▸ WHAT YOU NEED TO DO: Extract every line of the rows below that contains the word "gray". Case counts.

▸ RECORDED INFORMATION:
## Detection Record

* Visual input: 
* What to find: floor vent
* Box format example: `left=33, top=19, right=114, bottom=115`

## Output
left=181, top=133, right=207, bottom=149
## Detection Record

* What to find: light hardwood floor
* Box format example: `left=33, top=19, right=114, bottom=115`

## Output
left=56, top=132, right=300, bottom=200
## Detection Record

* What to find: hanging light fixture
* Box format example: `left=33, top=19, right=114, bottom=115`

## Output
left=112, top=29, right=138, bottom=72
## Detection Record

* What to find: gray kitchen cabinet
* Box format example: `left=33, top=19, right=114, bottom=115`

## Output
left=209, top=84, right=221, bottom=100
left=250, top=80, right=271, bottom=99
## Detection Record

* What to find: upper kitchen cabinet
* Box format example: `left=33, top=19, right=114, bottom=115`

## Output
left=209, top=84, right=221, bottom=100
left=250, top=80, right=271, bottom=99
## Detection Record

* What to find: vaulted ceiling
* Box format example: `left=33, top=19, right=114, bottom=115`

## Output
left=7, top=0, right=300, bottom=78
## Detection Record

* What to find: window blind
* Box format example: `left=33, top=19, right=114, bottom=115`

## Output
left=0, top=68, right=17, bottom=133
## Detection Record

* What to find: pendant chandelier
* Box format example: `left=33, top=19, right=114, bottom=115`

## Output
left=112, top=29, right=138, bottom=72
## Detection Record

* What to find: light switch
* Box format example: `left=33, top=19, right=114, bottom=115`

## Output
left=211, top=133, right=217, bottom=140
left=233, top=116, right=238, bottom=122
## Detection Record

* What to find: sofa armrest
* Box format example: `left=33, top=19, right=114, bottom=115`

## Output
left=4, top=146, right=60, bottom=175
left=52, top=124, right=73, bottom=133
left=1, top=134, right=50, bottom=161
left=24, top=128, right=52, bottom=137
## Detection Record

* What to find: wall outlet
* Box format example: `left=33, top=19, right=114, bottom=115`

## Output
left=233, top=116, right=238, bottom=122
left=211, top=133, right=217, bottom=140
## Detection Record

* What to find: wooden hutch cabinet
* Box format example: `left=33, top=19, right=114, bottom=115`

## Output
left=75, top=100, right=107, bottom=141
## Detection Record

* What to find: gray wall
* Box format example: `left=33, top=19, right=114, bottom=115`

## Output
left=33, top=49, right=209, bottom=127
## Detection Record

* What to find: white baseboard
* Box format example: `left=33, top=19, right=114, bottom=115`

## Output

▸ ANSWER TO THE PROBLEM:
* What to find: gray kitchen cabinet
* What to find: gray wall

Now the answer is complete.